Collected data
________

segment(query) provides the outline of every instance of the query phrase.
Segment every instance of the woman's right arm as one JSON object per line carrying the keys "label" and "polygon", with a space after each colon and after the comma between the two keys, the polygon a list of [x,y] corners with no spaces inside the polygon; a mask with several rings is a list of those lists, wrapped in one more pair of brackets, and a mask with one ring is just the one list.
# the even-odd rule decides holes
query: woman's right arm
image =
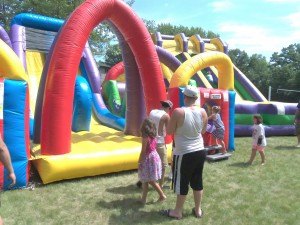
{"label": "woman's right arm", "polygon": [[177,123],[180,117],[180,108],[174,109],[170,121],[167,125],[167,134],[174,134],[177,129]]}
{"label": "woman's right arm", "polygon": [[8,177],[11,180],[11,186],[16,184],[16,175],[11,163],[10,154],[8,148],[2,138],[0,137],[0,161],[4,167],[8,170]]}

________

Exercise brief: Each record above has to be written out again in full, but its pictures must not be.

Output for this exercise:
segment(query) provides the outline of every instance of the query phrase.
Segment every instance of the woman's right arm as one JSON object per line carrying the keys "label" and "polygon", with a space after each colon and after the comma between the two keys, the polygon a list of [x,y] corners with no spaces inside the polygon; a mask with several rings is a list of those lists, wrapped in one more pair of brackets, and a mask with one ring is just the one list.
# the even-odd rule decides holes
query: woman's right arm
image =
{"label": "woman's right arm", "polygon": [[177,123],[180,117],[180,108],[174,109],[170,121],[167,125],[167,134],[174,134],[177,129]]}
{"label": "woman's right arm", "polygon": [[8,177],[11,180],[11,186],[16,184],[16,175],[11,163],[10,154],[8,148],[2,138],[0,137],[0,161],[4,167],[8,170]]}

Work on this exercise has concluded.